• [Problems to solve]
a: Rewrite the first-pitch fastball text from "Season Fastball % Season" to "far this year.", changing "parity" to "balance".
b: Copy every row below that contains the word "balcony". Case counts.

• [Source]
____________
Instead, Wittgren threw Molina one pitch, and then he was able to head back to the visitor’s dugout on the third-base line. The pitch was a changeup, low and on the outside corner, and Molina was way out in front of it, weakly floating the ball out toward shortstop. Francisco Lindor and César Hernández turned a slick double play, with Molina’s leaden legs making up for the slowness of the ball off his bat. Wittgren rarely throws his changeup against righties, but in Cleveland, this is (in one sense) the new norm. Only 43.5 percent of the team’s first pitches in plate appearances this season have been four-seam fastballs or sinkers, the second-lowest figure in the league. Rapidly, the whole league is turning down a path a few clubs began blazing several years ago. The first-pitch fastball will soon be a minority occurrence.

Fastballs (FA, SI) as Percentage of All 0-0 Pitches, 2008-2020

Season Fastball % Season Fastball %
2008 62.2 2015 61.9
2009 64.1 2016 61.0
2010 63.7 2017 60.1
2011 62.8 2018 59.8
2012 62.7 2019 56.0
2013 62.7 2020 54.2
2014 62.2

Mostly within the last half-decade, as pitch design and some of the fancier analytical approaches to player development and strategy have evolved, there’s been a race toward near-perfect parity between fastballs and non-fastballs to start plate appearances. This has the same flavor, when studied closely, as the growth of defensive shifts throughout the league over the last decade. Here are the eight teams who have made the most notable changes to their fastball rates on 0-0 so far this year.

Changes in 0-0 Fastball Rate, Teams, 2019-2020

Team 2019 0-0 Fastball % 2020 0-0 Fastball % Change
Pirates 64.4 52.3 -12.1
Indians 55.3 43.5 -11.8
Braves 57.3 46.8 -10.5
Orioles 63.3 53.9 -9.4
Twins 54.4 45.4 -9.0
Red Sox 45.7 38.0 -7.7
Tigers 57.5 67.3 9.8
Dodgers 56.2 67.0 10.8

The Pirates are under wholly new management, and it shows. They’d quietly fallen well off the cutting edge with regard to pitching, and now they’re making a bid to catch back up. The Orioles and Twins are usual suspects on a list like this, too, because they’re each a few years into organization-wide leaps in terms of dedication to analytics. The Braves and Indians, though, are clubs who had already enjoyed several years of success; who have had continuity on their coaching staffs; and who take relatively humanist (or at least, anti-technocratic) approaches to pitching. The Red Sox, meanwhile, were the team who threw the fewest first-pitch heaters in 2019, and they’ve proved that the number can still be driven considerably lower, just as the Joe Maddon Rays kept proving that the previous standard they had set with regard to shifting was merely one more step toward an undiscovered, far-off practical cap on the number of shifts a team could deploy.
____________
• [Data supplied]

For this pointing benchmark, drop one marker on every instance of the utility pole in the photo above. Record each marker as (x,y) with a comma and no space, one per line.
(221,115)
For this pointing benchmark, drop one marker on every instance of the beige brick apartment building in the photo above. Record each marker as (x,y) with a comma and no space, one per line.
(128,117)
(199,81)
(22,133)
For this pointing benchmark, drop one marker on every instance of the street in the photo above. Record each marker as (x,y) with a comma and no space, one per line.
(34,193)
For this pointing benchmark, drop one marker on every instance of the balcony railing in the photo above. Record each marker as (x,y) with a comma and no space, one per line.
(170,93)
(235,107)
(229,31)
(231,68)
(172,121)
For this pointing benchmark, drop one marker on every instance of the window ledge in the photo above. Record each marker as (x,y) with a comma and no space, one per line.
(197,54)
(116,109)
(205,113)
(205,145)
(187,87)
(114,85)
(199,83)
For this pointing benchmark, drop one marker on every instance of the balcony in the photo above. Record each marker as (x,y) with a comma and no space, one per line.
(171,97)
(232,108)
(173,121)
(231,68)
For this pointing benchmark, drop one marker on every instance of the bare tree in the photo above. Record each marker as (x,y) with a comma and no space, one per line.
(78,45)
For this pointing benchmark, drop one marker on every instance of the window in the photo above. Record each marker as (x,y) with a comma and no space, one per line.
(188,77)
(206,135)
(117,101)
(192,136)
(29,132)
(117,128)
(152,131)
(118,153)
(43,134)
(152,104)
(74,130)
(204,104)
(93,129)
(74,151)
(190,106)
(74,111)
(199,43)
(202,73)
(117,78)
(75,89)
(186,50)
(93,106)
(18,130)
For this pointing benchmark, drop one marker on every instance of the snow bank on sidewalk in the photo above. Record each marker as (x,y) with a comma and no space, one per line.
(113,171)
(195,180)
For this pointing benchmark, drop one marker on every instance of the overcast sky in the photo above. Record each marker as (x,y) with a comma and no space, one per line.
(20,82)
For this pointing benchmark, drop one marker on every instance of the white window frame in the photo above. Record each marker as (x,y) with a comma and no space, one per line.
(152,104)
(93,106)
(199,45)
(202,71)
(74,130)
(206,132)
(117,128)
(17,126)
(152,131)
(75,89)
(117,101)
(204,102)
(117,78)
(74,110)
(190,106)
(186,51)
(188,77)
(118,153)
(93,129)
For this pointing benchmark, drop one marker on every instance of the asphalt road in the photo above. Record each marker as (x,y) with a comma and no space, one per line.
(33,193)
____________
• [Results in order]
a:
Season Fastball % Season Fastball %
2008 62.2 2015 61.9
2009 64.1 2016 61.0
2010 63.7 2017 60.1
2011 62.8 2018 59.8
2012 62.7 2019 56.0
2013 62.7 2020 54.2
2014 62.2

Mostly within the last half-decade, as pitch design and some of the fancier analytical approaches to player development and strategy have evolved, there’s been a race toward near-perfect balance between fastballs and non-fastballs to start plate appearances. This has the same flavor, when studied closely, as the growth of defensive shifts throughout the league over the last decade. Here are the eight teams who have made the most notable changes to their fastball rates on 0-0 so far this year.

b:
For this pointing benchmark, drop one marker on every instance of the balcony railing in the photo above. Record each marker as (x,y) with a comma and no space, one per line.
For this pointing benchmark, drop one marker on every instance of the balcony in the photo above. Record each marker as (x,y) with a comma and no space, one per line.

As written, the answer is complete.